The input →
***

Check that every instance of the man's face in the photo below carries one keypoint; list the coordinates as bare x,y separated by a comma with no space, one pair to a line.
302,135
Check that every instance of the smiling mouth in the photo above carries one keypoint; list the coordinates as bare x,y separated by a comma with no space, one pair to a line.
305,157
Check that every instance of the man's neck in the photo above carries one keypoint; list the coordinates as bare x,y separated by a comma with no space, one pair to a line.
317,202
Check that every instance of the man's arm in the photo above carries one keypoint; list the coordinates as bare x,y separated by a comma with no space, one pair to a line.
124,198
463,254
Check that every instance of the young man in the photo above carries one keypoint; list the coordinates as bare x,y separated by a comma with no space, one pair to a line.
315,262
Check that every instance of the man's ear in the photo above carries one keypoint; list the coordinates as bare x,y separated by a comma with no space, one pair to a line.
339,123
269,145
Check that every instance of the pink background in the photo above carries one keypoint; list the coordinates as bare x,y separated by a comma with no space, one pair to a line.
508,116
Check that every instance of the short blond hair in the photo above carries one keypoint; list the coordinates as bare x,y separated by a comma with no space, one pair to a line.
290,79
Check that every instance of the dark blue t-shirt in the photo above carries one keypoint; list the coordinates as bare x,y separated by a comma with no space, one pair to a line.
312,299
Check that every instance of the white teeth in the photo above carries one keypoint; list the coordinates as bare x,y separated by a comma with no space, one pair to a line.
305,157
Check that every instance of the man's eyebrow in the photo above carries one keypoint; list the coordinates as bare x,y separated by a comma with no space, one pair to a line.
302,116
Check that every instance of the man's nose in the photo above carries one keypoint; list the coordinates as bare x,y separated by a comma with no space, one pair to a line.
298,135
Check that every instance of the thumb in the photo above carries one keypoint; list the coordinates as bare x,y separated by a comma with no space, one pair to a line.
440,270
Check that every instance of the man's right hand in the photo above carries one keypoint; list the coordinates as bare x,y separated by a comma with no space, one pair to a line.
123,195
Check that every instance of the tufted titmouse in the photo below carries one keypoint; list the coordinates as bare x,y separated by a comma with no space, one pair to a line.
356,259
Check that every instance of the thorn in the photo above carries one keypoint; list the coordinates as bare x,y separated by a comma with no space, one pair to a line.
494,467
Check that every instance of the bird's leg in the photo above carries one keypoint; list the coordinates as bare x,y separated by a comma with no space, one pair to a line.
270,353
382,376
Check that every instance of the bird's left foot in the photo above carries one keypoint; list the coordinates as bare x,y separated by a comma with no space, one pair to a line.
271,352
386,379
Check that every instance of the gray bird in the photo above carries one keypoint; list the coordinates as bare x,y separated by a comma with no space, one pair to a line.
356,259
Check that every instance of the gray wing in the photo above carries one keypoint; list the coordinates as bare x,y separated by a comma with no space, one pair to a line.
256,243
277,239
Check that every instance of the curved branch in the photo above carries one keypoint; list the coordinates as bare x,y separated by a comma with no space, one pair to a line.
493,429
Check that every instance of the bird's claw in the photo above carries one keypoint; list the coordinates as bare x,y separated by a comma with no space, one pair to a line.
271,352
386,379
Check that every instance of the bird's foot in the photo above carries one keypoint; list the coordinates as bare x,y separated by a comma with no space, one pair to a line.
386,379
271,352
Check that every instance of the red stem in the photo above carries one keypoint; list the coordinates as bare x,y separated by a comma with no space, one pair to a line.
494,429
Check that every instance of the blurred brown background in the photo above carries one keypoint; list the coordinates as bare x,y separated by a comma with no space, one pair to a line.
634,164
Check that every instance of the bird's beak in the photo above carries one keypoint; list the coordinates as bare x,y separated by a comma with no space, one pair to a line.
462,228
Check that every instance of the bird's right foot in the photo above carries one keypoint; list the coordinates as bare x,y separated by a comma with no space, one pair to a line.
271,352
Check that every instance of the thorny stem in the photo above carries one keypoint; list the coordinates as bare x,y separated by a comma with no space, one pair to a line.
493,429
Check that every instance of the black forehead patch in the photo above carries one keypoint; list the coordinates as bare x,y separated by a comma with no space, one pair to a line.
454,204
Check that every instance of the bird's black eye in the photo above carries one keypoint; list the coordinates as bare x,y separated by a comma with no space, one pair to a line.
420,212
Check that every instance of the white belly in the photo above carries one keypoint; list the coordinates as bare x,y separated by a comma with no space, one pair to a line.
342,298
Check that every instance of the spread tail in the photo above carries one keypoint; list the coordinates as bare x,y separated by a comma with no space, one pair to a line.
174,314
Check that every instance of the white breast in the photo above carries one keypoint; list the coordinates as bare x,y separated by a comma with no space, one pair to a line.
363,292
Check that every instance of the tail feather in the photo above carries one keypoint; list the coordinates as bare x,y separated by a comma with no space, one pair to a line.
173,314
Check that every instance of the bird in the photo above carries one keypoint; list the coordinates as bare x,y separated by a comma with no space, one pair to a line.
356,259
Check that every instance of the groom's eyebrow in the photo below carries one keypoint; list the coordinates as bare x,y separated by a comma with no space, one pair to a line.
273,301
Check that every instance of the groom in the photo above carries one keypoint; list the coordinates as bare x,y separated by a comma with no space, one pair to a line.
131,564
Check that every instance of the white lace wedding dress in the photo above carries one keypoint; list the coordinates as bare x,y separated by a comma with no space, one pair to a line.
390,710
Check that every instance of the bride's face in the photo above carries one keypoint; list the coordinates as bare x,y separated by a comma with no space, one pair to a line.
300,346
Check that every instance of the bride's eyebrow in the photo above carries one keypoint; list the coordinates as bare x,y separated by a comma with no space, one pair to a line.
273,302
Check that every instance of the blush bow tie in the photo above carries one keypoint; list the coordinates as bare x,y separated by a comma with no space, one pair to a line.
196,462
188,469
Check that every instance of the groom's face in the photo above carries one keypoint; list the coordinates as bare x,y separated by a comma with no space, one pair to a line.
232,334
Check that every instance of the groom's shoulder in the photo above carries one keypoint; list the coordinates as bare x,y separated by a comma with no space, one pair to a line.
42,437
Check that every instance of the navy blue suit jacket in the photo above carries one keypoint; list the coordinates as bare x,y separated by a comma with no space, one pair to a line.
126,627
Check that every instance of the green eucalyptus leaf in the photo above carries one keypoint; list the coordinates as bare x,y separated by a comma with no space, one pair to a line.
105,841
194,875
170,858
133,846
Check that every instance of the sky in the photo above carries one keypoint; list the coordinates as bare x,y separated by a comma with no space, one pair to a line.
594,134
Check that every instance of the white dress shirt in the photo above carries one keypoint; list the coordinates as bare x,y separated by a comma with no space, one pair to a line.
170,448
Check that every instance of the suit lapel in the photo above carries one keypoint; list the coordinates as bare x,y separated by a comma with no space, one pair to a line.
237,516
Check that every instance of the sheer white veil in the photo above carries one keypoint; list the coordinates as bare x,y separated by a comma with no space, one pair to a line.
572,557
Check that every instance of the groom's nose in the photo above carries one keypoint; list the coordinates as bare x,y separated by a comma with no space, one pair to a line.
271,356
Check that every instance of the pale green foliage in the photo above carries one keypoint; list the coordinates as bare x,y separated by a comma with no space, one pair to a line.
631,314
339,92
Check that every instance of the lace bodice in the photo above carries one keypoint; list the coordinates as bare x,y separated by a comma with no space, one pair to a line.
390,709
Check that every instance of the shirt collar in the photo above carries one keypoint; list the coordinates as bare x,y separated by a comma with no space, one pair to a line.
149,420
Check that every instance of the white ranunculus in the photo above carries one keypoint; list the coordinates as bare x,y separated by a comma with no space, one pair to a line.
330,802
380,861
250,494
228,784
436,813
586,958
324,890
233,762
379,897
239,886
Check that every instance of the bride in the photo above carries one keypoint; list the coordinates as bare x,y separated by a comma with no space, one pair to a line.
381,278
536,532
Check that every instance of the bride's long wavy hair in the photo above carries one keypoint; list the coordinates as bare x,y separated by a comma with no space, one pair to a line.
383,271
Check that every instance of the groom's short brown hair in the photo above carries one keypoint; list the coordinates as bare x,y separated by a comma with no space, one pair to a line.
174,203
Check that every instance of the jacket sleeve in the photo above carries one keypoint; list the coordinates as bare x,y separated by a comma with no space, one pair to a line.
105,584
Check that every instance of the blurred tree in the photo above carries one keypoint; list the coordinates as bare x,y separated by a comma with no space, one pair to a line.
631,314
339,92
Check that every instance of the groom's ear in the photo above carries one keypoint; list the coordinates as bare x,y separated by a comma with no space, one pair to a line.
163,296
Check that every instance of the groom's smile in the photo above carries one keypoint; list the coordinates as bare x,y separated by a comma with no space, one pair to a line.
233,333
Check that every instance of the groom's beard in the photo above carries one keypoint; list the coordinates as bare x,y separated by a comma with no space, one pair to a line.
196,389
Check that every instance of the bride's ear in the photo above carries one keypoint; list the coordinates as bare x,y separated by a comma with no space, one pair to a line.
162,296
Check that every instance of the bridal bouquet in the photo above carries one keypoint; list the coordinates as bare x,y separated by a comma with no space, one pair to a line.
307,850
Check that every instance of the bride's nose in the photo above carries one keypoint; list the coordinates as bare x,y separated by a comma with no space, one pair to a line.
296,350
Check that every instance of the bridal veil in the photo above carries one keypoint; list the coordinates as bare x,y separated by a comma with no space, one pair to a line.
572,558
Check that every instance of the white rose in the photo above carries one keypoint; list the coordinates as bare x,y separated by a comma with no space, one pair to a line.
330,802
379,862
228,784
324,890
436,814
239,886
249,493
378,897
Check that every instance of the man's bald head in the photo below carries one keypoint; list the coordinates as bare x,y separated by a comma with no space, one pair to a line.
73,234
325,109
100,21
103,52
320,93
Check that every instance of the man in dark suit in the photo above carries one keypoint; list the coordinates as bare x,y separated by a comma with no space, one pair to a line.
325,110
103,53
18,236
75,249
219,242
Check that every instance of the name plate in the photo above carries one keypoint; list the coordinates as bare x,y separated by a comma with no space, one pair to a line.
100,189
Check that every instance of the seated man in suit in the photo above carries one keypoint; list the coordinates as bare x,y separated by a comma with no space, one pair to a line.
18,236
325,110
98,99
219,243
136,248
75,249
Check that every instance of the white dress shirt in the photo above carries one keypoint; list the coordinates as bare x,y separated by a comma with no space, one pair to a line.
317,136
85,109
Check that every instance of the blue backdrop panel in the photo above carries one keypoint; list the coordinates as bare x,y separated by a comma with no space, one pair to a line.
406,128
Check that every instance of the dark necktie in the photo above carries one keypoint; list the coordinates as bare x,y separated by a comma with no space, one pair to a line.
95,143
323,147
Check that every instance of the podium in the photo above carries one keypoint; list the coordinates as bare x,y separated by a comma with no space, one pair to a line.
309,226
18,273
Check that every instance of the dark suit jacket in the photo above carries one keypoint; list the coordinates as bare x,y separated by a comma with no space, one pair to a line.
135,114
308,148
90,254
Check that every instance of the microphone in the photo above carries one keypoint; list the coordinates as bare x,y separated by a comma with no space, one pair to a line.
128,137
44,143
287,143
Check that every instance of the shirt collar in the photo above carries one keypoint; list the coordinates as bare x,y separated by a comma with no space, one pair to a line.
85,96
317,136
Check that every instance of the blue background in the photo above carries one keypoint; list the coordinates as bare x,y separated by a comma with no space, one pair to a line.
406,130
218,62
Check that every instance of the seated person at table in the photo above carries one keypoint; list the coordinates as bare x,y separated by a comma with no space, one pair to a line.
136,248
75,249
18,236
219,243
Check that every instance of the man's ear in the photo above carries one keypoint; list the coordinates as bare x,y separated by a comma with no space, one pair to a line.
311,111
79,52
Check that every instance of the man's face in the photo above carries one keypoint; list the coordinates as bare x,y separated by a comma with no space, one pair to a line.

***

Written instruction → Print nothing but the lines from the line with "Check that every instance of the blue backdrop" to the last line of the records above. Both of those lines count.

Output below →
Check that every instance of the blue backdrop panel in the photo above carries one keypoint; list the coordinates as bare x,y separated by a comma with no space, one pair to a line.
406,128
Check that every instance of the dark necktie in the photo above carries one keypoint; list the coordinates as bare x,y separated by a comma with no space, one pair to a line.
95,143
323,147
Check that every instance of the podium in the photo above carries one keypoint; list the coordinates as bare x,y separated by a comma with no space, one pair to a line.
309,226
18,273
Check that every instance of the dark suit jacket in the photo above carries one keypoint; list the coordinates as bare x,y separated by a comma with no space, one pair to a line.
135,114
308,148
90,254
Check that every instance of the microphone in the photo above carries one keypoint; list the coordinates as bare x,y separated by a comma with no space, one pair to a line.
128,137
44,143
287,143
Check that every instance of the shirt collar in the photo above carries one keypoint; list the coordinates as bare x,y separated by a comma with no space, one pair to a line.
85,96
317,136
Check that every instance of the blue background in the photo above carries one keypoint; list the coordinates as bare x,y separated by a comma with no space, one pair to a line.
406,130
218,62
Check that every instance of the seated person at table in the photo above carries one keypoint; list the coordinates as bare x,y separated by a comma with no space, one pair to a line.
136,248
75,249
18,236
219,243
Check that every instance of the man's ear in the photo above carries one keypoint; list the coordinates as bare x,y separated by a comma with no space, one pair to a line.
311,111
79,52
Check that every instance of the man's face in the photo above carries one keypoint; list the coordinates as bare x,y separated by a comma with no space, one pair to a line.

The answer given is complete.